## TASK TO COMPLETE
Recast these records as a two-column CSV with the header record_text,answer, one row per record. Put each record's text and its answer in a single quoted field with line breaks turned into spaces, starting at the line that has "of the finger" and stopping after the line that has "[[604, 952], [29, 970], [374, 1023]]".

Entries taken from a collection
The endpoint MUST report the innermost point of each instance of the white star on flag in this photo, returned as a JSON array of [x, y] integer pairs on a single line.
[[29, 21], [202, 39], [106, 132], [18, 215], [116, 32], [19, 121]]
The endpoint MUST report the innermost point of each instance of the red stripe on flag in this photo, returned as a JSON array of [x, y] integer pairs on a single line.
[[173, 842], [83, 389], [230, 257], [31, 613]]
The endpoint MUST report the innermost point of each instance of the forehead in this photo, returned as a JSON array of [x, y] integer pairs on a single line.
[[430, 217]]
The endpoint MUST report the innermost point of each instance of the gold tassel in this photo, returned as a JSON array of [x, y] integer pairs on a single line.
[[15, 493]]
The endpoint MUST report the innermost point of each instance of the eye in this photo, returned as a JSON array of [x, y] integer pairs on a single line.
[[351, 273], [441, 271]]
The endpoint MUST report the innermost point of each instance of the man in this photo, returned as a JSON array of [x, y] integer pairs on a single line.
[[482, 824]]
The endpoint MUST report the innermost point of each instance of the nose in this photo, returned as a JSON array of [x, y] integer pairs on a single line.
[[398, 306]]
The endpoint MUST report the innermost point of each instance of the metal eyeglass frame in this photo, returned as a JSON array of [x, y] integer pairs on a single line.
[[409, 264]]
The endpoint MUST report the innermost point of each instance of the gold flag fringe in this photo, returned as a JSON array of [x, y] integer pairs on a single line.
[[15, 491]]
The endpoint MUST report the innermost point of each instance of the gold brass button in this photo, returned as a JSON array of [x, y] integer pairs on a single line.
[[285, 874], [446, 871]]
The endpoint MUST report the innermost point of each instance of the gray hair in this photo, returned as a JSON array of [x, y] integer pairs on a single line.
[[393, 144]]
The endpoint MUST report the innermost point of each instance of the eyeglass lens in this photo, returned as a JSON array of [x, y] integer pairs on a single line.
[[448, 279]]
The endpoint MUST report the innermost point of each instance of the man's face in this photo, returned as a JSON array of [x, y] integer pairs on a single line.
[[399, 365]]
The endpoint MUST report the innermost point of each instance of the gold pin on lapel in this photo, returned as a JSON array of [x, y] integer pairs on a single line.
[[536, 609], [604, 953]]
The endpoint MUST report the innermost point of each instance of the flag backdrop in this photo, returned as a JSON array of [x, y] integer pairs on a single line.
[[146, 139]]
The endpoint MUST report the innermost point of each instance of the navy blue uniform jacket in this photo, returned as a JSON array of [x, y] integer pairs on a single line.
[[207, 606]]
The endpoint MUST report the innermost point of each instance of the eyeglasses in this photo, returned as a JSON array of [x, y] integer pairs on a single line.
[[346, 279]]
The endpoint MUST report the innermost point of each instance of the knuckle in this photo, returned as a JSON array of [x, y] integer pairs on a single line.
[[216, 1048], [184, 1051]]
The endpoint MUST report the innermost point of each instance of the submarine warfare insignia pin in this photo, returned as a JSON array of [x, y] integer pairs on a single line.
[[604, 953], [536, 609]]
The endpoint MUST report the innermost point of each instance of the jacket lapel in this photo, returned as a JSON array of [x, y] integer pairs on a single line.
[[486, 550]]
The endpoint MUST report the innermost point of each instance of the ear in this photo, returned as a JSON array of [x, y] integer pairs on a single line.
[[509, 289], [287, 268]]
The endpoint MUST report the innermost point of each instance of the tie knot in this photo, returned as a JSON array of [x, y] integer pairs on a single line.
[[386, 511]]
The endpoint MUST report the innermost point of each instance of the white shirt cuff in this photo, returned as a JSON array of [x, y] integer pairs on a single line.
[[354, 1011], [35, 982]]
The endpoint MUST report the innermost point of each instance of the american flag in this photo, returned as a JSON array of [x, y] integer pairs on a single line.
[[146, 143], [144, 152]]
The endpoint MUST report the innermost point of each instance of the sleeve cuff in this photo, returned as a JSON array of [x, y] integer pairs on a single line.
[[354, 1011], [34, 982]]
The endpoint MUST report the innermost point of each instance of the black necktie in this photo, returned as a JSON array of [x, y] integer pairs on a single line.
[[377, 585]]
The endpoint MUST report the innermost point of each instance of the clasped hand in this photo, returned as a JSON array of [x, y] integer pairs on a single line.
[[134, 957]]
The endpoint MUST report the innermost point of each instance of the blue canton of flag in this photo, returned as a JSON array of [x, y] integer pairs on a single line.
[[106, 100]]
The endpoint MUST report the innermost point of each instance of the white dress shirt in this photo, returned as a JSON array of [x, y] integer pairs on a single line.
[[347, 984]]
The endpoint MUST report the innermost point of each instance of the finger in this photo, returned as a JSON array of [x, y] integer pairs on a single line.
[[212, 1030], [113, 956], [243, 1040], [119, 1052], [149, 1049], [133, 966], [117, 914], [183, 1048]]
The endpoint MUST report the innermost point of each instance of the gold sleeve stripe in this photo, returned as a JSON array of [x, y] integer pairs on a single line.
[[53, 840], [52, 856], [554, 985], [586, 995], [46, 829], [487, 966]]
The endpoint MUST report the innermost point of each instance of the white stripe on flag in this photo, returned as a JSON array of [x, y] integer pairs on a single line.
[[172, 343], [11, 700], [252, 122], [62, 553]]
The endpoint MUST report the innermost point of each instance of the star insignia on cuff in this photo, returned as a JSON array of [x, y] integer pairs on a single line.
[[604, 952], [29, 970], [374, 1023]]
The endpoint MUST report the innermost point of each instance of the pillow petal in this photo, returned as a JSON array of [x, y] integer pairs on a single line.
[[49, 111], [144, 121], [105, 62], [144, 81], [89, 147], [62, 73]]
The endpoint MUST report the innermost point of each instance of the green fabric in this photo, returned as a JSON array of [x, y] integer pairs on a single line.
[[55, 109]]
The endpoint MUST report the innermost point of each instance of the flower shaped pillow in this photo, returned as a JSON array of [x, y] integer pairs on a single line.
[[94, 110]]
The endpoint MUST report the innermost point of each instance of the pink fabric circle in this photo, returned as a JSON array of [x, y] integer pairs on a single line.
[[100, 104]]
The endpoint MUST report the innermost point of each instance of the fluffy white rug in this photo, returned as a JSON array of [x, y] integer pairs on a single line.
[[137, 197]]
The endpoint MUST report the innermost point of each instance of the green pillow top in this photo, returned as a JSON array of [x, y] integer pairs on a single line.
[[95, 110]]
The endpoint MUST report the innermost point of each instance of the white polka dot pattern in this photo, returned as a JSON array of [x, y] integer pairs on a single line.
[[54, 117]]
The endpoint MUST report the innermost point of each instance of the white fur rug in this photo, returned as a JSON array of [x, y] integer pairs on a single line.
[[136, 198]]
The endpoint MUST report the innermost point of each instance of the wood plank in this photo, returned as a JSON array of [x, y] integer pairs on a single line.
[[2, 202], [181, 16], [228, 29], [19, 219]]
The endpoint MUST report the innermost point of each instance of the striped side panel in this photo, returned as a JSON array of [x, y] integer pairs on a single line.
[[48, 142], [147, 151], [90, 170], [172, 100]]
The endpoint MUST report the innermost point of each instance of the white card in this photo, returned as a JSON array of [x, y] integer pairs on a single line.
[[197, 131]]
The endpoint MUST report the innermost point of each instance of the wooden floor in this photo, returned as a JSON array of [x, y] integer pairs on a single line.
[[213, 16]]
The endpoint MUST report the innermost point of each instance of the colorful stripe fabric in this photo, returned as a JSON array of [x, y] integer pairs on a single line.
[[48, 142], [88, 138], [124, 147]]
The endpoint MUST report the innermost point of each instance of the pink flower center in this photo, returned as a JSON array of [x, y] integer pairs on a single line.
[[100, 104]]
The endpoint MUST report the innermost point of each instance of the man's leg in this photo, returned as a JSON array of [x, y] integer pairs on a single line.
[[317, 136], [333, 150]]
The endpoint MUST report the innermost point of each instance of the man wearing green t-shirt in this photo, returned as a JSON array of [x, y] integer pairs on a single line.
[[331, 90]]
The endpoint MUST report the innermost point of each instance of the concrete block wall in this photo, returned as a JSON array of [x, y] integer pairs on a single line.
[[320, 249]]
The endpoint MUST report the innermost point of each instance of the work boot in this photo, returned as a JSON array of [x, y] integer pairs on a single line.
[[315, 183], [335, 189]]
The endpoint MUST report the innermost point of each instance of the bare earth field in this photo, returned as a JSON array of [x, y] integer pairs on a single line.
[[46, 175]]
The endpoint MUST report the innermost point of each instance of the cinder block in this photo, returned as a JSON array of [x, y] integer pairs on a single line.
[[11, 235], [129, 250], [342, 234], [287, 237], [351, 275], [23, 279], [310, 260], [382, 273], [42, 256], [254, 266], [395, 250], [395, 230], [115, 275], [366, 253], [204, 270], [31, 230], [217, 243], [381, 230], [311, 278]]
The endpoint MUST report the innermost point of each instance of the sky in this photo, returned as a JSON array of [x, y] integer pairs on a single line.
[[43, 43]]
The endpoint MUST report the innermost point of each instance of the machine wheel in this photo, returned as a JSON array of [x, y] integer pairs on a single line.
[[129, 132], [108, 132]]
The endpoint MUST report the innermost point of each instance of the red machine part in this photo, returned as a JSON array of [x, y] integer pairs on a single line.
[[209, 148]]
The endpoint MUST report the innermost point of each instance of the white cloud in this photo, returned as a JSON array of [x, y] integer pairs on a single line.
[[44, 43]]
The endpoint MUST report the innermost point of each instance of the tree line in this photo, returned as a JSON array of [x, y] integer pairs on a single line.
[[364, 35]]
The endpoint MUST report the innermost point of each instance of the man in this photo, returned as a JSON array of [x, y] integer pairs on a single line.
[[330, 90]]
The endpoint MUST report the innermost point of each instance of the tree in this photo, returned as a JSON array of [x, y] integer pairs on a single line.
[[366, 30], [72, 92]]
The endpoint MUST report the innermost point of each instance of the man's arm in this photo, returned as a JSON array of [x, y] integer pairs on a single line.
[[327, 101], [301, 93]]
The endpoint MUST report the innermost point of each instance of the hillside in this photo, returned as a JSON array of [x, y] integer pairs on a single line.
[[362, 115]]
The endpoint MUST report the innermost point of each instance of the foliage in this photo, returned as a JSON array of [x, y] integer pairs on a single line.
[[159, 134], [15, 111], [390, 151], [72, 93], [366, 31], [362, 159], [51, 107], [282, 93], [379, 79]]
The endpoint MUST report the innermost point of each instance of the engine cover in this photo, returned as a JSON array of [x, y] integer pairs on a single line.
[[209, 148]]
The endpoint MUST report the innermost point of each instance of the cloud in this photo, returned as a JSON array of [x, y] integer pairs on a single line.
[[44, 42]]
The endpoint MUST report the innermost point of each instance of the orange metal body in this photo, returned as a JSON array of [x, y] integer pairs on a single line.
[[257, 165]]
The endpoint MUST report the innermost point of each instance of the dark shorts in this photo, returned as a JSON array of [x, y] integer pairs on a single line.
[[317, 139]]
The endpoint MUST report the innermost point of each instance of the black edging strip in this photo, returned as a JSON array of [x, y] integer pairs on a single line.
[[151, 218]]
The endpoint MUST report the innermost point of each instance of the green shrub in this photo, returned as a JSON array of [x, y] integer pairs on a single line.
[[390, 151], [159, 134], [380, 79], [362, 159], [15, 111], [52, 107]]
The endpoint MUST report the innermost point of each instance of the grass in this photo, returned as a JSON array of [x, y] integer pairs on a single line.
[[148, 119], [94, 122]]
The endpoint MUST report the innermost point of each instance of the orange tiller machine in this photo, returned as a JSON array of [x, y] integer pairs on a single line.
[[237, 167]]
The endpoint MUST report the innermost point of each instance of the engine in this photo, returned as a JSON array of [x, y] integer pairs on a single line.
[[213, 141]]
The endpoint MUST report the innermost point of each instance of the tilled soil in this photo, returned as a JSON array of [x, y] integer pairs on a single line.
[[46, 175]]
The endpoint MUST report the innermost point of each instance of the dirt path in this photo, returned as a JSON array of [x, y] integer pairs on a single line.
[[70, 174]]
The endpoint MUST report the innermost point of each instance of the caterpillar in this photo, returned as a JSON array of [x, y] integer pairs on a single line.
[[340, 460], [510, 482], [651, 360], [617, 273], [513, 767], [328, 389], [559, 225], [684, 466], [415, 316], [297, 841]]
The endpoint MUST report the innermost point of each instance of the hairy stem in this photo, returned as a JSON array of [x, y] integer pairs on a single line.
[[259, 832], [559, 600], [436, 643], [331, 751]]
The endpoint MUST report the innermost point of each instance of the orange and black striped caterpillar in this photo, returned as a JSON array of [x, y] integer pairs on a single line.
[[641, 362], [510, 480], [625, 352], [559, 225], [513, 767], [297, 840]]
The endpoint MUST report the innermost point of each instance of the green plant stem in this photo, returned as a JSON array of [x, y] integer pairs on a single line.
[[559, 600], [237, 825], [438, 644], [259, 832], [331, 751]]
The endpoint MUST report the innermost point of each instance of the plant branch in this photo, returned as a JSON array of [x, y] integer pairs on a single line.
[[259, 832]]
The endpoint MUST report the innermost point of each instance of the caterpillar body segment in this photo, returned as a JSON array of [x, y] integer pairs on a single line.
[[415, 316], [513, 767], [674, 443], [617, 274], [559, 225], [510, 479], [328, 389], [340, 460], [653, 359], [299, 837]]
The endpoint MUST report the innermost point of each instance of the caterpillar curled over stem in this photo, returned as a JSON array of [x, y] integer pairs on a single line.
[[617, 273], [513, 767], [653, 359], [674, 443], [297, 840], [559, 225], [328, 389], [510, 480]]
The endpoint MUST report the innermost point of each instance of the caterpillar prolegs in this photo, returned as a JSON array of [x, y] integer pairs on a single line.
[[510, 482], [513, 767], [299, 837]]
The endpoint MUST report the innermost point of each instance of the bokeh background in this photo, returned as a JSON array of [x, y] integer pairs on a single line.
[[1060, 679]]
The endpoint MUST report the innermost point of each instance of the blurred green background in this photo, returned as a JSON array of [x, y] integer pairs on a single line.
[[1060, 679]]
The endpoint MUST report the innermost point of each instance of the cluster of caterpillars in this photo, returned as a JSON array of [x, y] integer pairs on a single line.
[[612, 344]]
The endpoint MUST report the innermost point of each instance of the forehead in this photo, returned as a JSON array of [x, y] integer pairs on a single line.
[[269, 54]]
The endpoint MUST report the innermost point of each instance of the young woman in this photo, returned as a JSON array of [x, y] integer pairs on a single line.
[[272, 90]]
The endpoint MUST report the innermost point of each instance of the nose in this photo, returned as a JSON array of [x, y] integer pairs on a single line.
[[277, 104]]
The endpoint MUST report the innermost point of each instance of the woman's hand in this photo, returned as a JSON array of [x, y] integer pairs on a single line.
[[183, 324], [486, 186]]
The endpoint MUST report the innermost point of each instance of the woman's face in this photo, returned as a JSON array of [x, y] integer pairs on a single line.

## RIGHT ANSWER
record_text,answer
"The endpoint MUST report the innermost point of each instance of the finger in this photo, returned as a JSON array of [x, y] integer pairs on a single line.","[[212, 1030], [113, 956], [243, 1040], [119, 1052], [149, 1049], [133, 966], [117, 914], [183, 1048]]"
"The endpoint MUST report the innermost point of each instance of the gold sleeve stripe in this photo, returned as a JSON array of [x, y] integer pairs on a single line.","[[53, 840], [52, 856], [554, 985], [586, 995], [46, 829], [487, 966]]"
"The endpoint MUST report the innermost point of each instance of the white stripe on flag in this photo, returned as a JSON array of [x, y] integer pairs on a single line.","[[172, 343], [11, 700], [252, 122], [62, 553]]"
"The endpoint MUST report the innermost point of each instance of the star insignia on cuff in this photo, returned as a JSON array of [x, y] integer pairs on a single line.","[[604, 952], [29, 970], [374, 1023]]"